Saved entries:
/---
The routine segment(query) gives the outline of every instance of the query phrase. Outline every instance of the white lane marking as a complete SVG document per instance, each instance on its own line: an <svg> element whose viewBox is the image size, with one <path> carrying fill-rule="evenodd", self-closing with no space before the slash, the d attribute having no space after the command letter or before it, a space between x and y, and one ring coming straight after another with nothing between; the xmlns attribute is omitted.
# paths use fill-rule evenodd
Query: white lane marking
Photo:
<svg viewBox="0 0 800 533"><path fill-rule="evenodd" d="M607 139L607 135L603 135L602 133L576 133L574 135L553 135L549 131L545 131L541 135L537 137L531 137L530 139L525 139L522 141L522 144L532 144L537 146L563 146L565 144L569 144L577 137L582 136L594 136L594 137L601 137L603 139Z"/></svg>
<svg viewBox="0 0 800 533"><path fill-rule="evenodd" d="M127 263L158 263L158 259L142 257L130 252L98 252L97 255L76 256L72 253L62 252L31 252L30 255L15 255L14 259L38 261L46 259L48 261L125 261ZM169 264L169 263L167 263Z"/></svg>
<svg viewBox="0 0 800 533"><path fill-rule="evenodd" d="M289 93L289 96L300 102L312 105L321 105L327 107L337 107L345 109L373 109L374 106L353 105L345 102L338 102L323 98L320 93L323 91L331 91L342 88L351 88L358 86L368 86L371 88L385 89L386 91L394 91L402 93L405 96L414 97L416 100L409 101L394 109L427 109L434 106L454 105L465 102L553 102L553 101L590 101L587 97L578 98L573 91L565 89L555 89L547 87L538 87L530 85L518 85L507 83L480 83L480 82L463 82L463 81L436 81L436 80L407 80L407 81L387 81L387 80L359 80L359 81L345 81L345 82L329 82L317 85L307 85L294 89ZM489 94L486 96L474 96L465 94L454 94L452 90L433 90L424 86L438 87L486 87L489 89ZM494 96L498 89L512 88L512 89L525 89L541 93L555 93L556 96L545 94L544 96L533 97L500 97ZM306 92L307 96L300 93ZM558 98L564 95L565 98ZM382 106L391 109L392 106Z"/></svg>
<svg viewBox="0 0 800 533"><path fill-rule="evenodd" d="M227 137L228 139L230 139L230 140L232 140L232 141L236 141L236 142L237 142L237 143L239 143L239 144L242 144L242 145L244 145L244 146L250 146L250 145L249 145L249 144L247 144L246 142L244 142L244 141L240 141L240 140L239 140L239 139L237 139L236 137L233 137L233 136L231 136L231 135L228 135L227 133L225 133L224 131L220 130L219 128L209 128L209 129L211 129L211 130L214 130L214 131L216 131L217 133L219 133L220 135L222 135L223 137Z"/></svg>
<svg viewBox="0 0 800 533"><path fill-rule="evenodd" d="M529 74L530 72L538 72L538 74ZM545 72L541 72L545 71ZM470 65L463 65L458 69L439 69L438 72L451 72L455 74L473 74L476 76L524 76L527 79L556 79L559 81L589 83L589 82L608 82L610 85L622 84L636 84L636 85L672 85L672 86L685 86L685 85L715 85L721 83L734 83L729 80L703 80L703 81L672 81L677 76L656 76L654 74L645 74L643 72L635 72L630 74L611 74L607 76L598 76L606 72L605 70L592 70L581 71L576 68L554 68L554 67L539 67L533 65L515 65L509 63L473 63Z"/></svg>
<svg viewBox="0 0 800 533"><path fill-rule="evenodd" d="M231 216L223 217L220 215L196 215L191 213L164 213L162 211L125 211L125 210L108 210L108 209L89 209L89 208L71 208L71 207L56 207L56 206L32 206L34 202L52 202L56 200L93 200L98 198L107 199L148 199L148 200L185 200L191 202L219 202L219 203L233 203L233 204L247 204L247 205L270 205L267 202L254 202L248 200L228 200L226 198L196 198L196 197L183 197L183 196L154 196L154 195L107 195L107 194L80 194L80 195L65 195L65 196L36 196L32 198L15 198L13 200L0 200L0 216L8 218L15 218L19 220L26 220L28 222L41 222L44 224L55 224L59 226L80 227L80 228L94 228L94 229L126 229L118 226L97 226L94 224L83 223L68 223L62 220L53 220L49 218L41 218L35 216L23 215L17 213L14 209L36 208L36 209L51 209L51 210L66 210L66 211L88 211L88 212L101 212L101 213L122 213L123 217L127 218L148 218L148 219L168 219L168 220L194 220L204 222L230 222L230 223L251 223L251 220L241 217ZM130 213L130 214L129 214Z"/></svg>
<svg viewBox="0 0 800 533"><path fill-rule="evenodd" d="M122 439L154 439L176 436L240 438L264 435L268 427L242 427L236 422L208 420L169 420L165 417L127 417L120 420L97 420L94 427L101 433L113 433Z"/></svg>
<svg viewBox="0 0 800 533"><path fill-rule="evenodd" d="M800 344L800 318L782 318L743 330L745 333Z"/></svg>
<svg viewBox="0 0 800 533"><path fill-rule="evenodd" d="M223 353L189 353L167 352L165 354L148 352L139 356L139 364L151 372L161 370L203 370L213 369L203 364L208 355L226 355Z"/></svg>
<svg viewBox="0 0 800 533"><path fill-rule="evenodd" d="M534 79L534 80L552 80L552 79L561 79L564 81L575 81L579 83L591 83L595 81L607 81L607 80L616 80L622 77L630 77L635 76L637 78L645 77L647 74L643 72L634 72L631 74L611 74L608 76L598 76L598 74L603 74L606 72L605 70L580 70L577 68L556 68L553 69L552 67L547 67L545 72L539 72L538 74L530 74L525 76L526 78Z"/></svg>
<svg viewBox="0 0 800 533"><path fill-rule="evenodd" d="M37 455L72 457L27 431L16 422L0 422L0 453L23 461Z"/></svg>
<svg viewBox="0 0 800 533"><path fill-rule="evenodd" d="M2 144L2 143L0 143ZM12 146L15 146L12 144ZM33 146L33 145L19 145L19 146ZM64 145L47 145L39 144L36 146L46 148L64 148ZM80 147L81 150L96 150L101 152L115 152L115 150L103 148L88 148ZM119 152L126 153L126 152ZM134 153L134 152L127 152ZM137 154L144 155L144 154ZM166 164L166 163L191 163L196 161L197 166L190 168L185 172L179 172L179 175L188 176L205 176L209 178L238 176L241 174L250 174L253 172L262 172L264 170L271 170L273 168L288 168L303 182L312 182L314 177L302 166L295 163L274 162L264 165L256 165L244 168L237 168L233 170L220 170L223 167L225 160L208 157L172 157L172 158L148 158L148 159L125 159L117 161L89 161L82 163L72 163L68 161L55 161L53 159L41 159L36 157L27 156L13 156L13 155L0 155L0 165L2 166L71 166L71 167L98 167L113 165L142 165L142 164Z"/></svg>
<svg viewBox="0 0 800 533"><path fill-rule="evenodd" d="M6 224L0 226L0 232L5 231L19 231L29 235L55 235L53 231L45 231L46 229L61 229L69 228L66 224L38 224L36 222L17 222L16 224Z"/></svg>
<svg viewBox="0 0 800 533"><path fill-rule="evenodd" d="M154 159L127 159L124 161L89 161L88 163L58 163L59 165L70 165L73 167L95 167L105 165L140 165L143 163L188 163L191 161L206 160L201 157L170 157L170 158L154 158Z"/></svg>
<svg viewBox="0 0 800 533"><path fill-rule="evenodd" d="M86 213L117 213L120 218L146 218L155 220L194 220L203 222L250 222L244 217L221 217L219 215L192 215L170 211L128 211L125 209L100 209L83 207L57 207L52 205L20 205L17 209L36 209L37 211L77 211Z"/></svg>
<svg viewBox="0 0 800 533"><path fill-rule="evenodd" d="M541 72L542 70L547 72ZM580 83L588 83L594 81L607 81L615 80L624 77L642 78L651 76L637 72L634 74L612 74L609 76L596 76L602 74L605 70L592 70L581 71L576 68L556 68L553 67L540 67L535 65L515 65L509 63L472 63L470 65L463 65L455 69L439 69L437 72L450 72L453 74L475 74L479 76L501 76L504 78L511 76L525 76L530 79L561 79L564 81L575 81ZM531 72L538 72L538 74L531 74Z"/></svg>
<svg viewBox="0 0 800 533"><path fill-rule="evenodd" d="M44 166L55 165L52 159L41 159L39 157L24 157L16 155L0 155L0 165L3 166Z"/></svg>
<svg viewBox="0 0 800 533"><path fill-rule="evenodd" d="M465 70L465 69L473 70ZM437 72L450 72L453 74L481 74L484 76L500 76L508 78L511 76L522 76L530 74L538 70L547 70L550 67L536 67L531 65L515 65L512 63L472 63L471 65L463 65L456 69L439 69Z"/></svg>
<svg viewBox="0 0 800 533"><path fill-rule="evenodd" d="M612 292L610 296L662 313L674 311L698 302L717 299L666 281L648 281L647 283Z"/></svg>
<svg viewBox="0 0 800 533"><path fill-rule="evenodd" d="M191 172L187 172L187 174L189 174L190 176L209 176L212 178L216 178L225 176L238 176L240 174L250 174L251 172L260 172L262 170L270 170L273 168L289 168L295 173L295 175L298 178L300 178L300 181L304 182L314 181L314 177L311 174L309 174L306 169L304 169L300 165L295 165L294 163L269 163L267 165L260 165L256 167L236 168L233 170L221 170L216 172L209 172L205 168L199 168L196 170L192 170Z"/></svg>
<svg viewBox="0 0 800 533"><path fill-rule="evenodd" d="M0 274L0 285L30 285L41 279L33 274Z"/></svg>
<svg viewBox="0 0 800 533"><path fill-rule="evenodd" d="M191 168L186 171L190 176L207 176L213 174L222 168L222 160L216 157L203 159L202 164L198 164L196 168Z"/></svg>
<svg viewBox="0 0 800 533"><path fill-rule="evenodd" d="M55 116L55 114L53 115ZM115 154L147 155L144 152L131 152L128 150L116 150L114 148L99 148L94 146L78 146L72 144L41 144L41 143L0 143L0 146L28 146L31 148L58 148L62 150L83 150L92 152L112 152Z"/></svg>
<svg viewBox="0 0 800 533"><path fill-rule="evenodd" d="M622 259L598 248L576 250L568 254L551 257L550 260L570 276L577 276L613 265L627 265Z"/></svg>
\---
Only the number is wanted: how many lines in the entries above contain the string "lane"?

2